What needs to be done >> Counting the lines below, how many contain the word "felt"? Reply with the number alone.

Input for this task >>
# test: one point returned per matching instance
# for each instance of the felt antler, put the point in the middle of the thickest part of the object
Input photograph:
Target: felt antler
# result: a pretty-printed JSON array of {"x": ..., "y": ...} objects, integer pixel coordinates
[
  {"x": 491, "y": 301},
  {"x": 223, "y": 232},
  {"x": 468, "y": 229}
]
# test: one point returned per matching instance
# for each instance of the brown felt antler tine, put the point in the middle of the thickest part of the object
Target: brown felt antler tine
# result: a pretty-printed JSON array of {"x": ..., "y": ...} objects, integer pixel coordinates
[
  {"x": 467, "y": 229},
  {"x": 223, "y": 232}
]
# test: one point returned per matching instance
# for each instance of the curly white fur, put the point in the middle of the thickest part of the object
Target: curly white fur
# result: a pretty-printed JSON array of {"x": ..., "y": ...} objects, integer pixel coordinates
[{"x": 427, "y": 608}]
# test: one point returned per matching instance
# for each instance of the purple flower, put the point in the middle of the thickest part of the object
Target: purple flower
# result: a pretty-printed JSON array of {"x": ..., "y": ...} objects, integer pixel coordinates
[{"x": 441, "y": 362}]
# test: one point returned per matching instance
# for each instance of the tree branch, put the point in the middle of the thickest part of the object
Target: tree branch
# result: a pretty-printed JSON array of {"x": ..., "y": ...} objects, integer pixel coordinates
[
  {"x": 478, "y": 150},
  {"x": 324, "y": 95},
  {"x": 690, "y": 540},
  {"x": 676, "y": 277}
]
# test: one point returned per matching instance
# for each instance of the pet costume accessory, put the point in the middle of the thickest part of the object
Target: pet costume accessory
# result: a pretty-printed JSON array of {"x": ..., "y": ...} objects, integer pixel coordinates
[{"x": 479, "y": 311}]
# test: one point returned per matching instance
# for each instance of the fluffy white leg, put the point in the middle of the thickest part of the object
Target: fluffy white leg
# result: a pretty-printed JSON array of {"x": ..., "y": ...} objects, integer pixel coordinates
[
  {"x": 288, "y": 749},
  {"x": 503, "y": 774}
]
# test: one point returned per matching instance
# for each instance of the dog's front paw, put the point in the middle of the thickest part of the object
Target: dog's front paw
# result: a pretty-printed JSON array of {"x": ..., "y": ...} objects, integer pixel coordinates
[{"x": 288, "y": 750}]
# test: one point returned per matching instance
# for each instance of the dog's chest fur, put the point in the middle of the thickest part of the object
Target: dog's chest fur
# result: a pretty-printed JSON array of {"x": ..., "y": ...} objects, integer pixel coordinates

Complete response >> 4